--- TEXTE FOURNI ---
Face à la contestation et malgré une mortalité associée à la pandémie de Covid-19 qui est en ce moment équivalente, voire légèrement supérieure, à celle observée en France, en Italie, ou en Espagne, le gouvernement polonais semble être en outre disposé à alléger un peu les restrictions et devrait faire des annonces en ce sens cette semaine. « Il y aura un certain allègement, mais rien de spectaculaire » selon des sources du cabinet du premier ministre citées dans les médias polonais. Les centres commerciaux, notamment, pourraient être autorisés à rouvrir à partir du 1er février.
Des conséquences sur le long terme
Il n’empêche que les conséquences négatives des restrictions pourraient encore se faire sentir pendant longtemps. Selon le Moniteur du marché du travail (Monitor Rynku Pracy) de l’agence de ressources humaines Randstad et de l’institut de sondages Pollster, 14 % des Polonais qui ont aujourd’hui un travail craignent de perdre leur emploi, ce qui est le chiffre le plus élevé depuis dix ans si l’on ne tient pas compte du deuxième trimestre 2020 où ce chiffre atteignaient 16 %. Mais selon les chiffres publiés le 21 janvier par le GUS, en décembre le nombre de personnes employées par le secteur des entreprises n’était que de 1 % inférieur à ce qu’il était un an plus tôt, avec un salaire moyen en hausse de 6,6 %, le meilleur chiffre depuis février 2019, juste avant le début de la pandémie.

--- LIGNES FOURNIES ---
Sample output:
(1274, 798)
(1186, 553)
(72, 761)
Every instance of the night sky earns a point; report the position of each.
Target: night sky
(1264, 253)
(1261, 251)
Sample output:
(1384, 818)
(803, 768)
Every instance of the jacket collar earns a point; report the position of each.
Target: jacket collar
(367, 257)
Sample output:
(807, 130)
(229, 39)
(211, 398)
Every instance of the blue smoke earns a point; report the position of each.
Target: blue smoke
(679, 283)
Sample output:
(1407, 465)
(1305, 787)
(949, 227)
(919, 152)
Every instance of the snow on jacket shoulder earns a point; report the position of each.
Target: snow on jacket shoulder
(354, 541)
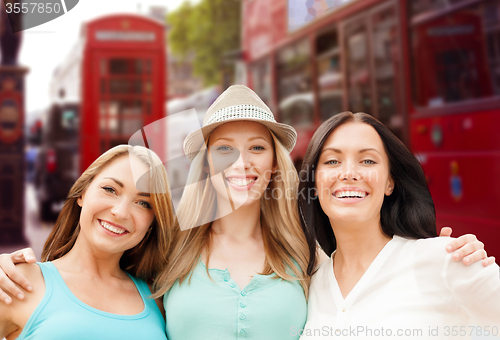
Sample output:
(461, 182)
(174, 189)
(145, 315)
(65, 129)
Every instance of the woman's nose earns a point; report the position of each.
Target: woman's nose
(121, 209)
(349, 172)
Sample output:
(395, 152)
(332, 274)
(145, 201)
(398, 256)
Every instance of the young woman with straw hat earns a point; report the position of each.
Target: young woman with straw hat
(238, 268)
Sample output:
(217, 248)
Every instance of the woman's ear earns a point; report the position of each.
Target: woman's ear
(390, 186)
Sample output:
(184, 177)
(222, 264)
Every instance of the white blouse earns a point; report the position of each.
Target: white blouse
(412, 290)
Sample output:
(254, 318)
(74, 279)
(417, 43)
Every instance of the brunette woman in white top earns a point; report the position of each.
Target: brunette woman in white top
(370, 208)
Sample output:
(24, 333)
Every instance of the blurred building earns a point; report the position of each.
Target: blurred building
(181, 80)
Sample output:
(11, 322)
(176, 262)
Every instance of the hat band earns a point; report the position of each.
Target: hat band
(241, 112)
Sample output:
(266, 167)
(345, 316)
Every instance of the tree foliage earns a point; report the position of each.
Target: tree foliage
(208, 30)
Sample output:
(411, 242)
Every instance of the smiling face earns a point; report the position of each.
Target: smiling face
(249, 147)
(353, 174)
(115, 216)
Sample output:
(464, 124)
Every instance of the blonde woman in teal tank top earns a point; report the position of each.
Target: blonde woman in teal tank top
(109, 239)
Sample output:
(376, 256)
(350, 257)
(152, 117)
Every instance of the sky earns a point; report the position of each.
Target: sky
(45, 46)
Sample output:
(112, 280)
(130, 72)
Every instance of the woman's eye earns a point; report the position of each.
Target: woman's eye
(223, 148)
(258, 148)
(145, 204)
(109, 189)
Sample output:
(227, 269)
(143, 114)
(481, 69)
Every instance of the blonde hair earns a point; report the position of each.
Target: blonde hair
(147, 258)
(284, 240)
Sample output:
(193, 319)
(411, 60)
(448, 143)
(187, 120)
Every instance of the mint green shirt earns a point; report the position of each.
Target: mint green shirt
(267, 308)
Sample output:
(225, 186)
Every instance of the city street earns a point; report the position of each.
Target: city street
(36, 232)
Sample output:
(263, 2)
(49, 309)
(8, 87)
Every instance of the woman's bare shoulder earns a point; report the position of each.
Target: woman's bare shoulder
(15, 315)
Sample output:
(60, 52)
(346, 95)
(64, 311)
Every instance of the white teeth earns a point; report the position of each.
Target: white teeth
(350, 194)
(112, 228)
(241, 183)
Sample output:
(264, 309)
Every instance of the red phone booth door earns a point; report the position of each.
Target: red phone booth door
(125, 93)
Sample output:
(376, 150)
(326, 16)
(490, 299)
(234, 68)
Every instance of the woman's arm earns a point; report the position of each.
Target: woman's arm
(478, 290)
(9, 274)
(7, 326)
(13, 317)
(467, 248)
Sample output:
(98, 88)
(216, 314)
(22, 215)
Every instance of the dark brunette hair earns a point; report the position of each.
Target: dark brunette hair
(407, 212)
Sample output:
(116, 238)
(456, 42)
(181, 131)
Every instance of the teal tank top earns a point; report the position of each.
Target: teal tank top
(60, 315)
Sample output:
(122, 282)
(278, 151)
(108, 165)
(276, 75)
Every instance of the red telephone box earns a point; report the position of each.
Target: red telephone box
(123, 82)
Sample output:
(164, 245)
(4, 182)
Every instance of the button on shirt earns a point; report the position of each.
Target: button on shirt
(216, 308)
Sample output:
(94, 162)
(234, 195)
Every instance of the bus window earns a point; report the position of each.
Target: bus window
(262, 81)
(456, 55)
(329, 74)
(294, 84)
(358, 67)
(386, 68)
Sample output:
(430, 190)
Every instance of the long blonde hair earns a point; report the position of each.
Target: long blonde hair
(284, 241)
(147, 258)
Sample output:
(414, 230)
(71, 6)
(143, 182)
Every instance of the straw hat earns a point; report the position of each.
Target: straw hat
(237, 103)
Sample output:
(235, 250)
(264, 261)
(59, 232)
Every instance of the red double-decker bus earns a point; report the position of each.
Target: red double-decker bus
(429, 70)
(110, 86)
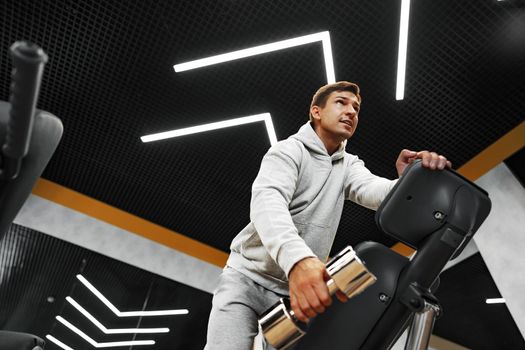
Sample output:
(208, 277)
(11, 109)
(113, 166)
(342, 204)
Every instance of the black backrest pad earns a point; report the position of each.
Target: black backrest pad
(425, 200)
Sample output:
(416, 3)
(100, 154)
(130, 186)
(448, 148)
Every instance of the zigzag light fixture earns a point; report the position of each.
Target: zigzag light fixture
(323, 37)
(266, 117)
(119, 313)
(105, 344)
(115, 330)
(58, 342)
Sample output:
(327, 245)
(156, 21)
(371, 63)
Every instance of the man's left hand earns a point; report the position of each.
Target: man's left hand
(430, 160)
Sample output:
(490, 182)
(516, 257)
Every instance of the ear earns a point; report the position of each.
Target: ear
(315, 111)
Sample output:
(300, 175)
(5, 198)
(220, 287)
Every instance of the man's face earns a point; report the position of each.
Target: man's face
(338, 118)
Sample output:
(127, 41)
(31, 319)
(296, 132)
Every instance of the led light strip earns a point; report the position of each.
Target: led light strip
(103, 345)
(58, 342)
(116, 330)
(266, 117)
(128, 313)
(495, 300)
(402, 53)
(323, 37)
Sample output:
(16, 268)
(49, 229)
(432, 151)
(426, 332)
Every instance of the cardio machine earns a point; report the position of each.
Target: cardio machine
(28, 138)
(434, 212)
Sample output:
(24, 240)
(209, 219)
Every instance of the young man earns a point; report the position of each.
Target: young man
(297, 201)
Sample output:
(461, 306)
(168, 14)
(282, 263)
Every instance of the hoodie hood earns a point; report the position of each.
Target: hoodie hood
(307, 136)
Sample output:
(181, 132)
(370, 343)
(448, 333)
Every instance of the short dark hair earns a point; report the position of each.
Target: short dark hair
(321, 96)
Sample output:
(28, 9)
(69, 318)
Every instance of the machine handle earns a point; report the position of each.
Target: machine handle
(28, 66)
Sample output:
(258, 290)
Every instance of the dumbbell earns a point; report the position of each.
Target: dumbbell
(348, 274)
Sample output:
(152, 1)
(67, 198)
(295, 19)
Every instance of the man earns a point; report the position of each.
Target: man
(297, 201)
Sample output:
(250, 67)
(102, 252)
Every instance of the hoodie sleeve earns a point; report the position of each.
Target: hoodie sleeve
(365, 188)
(272, 192)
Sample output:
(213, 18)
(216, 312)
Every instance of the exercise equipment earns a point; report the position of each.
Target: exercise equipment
(434, 212)
(28, 138)
(347, 273)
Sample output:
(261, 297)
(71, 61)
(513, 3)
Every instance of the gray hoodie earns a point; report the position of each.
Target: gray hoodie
(296, 205)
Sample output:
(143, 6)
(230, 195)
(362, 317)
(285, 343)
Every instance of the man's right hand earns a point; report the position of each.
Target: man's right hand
(308, 292)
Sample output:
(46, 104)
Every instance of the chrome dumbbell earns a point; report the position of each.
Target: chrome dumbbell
(348, 274)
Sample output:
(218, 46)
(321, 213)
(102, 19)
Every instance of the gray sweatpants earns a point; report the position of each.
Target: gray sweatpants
(237, 304)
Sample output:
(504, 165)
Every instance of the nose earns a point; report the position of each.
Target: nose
(350, 111)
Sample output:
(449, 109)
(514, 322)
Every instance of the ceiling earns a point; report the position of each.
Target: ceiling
(110, 79)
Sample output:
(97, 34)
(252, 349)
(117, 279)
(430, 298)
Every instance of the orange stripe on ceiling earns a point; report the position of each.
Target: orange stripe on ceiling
(496, 153)
(99, 210)
(402, 249)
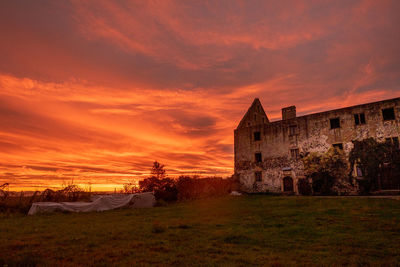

--- CONSIGNE ---
Quels sont tous les pourcentages cités dans le texte sur les restrictions sanitaires en Pologne ?

--- RÉPONSE ---
- 14 %
- 16 %
- 1 %
- 6,6 %